| OBJECTIVES |
• 1. From the article on baby boxes, reproduce the passage between "In 2020, Newcastle-based" and "the North East.", inclusive.
• 2. According to the baby box article, roughly how much does each box cost to produce?
• 3. Continue the article on baby boxes for first-time mothers from the point at which it stops.

Practice

First-time mothers find support in baby boxes

5 mins read Early Years
Essential resources help vulnerable first-time mothers give children the best start in life, while building parents’ confidence and saving them money
Health visitors say the boxes facilitate conversations with vulnerable families and can be used as a focus during home visits

PROJECT

The Baby Box Project

PURPOSE

To provide essential resources to vulnerable first-time mothers

FUNDING

Fundraising plus grants, including £350,000 for 1,400 baby boxes from the North East Combined Authority from September 2024 to August 2025

BACKGROUND

The North East has the fourth highest rate of child poverty in England with around 30% of children currently living in poverty.

In 2020, Newcastle-based charity The Children's Foundation launched its Make A Million fundraising appeal to provide a “baby box” to every vulnerable mother in the region.

A box and contents were developed following consultation with parents, maternity groups and paediatricians and a 50-box pilot for teenage mothers was launched in 2022 with £15,000 funding from Gateshead Council.

More than 1,500 baby boxes have since been delivered across six areas of the North East.

ACTION

Boxes contain toys, books and essentials for daily routines such as changing and sleeping. They are designed along five key principles of early childhood care: love, read, sing, play and count, which were developed at Harvard University in the US.

“The boxes are not full of nappies and wipes,” explains The Children's Foundation chief executive Sean Soulsby. “This is about baby development, maternal wellbeing and bonding from day dot.”

The project is modelled on the universal baby box scheme in Scotland, which delivers boxes to expectant mothers at 32 to 36 weeks of pregnancy.

Under The Children's Foundation scheme, midwives and health visitors refer first-time mothers living in deprived areas, or those with vulnerabilities, such as teenage parents and care leavers.

Each box costs about £230 to produce, and contains toys such as a watering can, to encourage water play in the bath, a music set, stacking rings, and sensory toys. It also contains a baby mattress and sheets, bath towel, sleeping bag, toothbrush, changing mat and a digital thermometer. Boxes are supplied by The British Baby Box company, and packed and delivered free of charge by North East-based warehousing company Stiller.

Boxes, which can double as a cot, are designed to be used without any special knowledge or training.

“For this to work with the general public and at scale, it had to be things that families were doing every day anyway, almost without realising it,” says Soulsby. “We know that just by parents doing simple things, babies’ development can be massively impacted.”

Health visitors have welcomed the boxes because they help facilitate conversations with vulnerable families about their children and can be used as a focus during home visits. They have also saved them money.

[Labeled region entries]
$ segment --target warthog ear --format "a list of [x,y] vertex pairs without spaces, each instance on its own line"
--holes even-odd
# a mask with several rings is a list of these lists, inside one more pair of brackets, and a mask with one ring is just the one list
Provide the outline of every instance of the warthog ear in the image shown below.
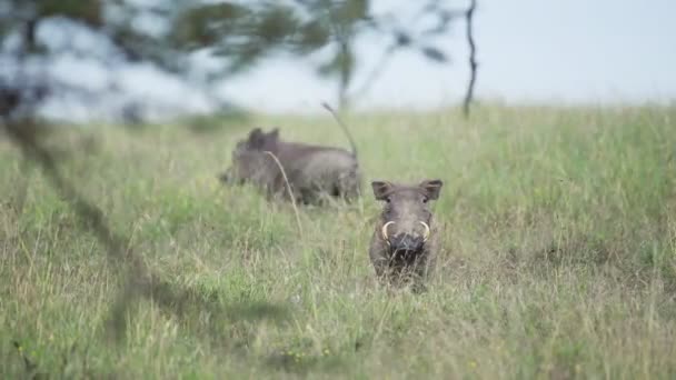
[[248,146],[252,149],[258,149],[262,147],[265,142],[265,133],[260,128],[254,128],[249,132]]
[[376,200],[386,200],[392,192],[394,186],[388,181],[372,181],[371,188],[374,188]]
[[439,191],[444,182],[441,180],[425,180],[420,182],[419,187],[427,192],[427,198],[435,200],[439,198]]

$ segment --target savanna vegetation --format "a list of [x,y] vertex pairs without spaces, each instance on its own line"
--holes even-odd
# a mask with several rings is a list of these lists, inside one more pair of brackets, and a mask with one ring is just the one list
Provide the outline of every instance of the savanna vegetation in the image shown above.
[[[676,377],[674,107],[346,121],[361,201],[298,214],[217,176],[254,126],[346,147],[329,116],[44,138],[126,250],[181,289],[168,300],[125,291],[125,258],[0,140],[0,378]],[[422,294],[388,291],[369,181],[426,178],[445,181],[439,267]]]

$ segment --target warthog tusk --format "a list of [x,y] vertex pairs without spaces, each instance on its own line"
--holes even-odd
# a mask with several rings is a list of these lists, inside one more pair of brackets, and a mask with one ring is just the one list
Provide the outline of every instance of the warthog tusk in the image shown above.
[[420,221],[420,224],[422,224],[422,227],[425,227],[425,233],[422,233],[422,241],[427,241],[427,239],[429,239],[429,234],[431,233],[429,231],[429,226],[424,221]]
[[394,221],[388,221],[387,223],[382,224],[382,229],[380,229],[380,233],[382,233],[382,238],[385,239],[385,241],[387,241],[387,243],[389,244],[389,237],[387,236],[387,227],[389,224],[394,224]]

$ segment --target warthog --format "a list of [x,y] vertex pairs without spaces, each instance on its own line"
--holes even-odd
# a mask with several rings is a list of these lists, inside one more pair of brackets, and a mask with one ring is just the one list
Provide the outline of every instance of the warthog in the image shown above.
[[[344,127],[341,124],[341,127]],[[322,203],[328,198],[351,201],[359,196],[361,174],[357,150],[345,129],[352,151],[282,141],[279,129],[264,132],[256,128],[246,140],[239,141],[232,152],[232,167],[221,176],[228,183],[251,182],[268,194],[287,196],[284,168],[290,192],[300,203]]]
[[438,244],[428,202],[439,198],[443,184],[440,180],[418,186],[371,182],[376,200],[385,202],[369,248],[380,280],[391,284],[412,280],[415,291],[424,289],[422,280],[434,270]]

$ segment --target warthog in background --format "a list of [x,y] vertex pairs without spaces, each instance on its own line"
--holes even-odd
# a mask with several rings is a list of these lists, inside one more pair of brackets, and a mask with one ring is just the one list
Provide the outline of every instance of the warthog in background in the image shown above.
[[227,183],[251,182],[268,194],[287,196],[285,179],[272,153],[287,176],[291,193],[299,203],[324,203],[329,198],[351,201],[359,197],[361,174],[357,150],[351,136],[344,128],[352,151],[282,141],[279,129],[264,132],[256,128],[232,152],[232,167],[221,180]]
[[220,176],[220,180],[229,184],[251,183],[268,199],[284,196],[284,176],[275,159],[262,151],[242,149],[239,144],[232,152],[232,166]]
[[385,202],[369,248],[380,280],[392,284],[412,280],[415,291],[424,289],[422,280],[434,270],[438,244],[428,202],[439,198],[443,184],[440,180],[418,186],[371,182],[374,196]]

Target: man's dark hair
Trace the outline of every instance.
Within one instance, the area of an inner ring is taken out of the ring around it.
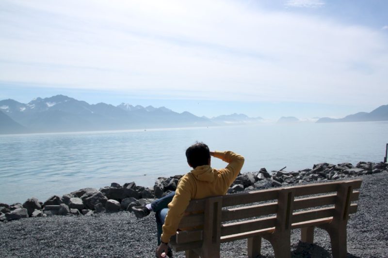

| OUTPUTS BY TASK |
• 1.
In 2020, Newcastle-based charity The Children's Foundation launched its Make A Million fundraising appeal to provide a “baby box” to every vulnerable mother in the region.

A box and contents were developed following consultation with parents, maternity groups and paediatricians and a 50-box pilot for teenage mothers was launched in 2022 with £15,000 funding from Gateshead Council.

More than 1,500 baby boxes have since been delivered across six areas of the North East.

• 2. About £230.

• 3.
“Health visitors were sometimes paying for items which are in the box out of their own pockets and taking them to family homes because the family didn't have them,” says Soulsby. “Now they are finding the most ‘hard-to-engage’ families are engaged, and coming into family hubs for the first time because of the baby box. Health visitors are telling us that they're identifying developmental issues earlier because of the items in the boxes and are therefore able to refer families into other specialist services at an earlier point.”

The Children's Foundation has gone on to launch spin-off events for baby box families, including an oral health programme at family hubs funded by a local integrated care board.

Grants and fundraising have taken the Make a Million campaign to £689,000 of its £1m target so far and by the end of January this year 1,561 boxes had been distributed across Newcastle, Gateshead, North and South Tyneside, Sunderland and Northumberland. Every mother who has been offered a box has accepted the referral.

The Children's Foundation is now providing baby boxes to councils outside of the North East including Richmond, Wandsworth and Hartlepool and there has been interest from several others.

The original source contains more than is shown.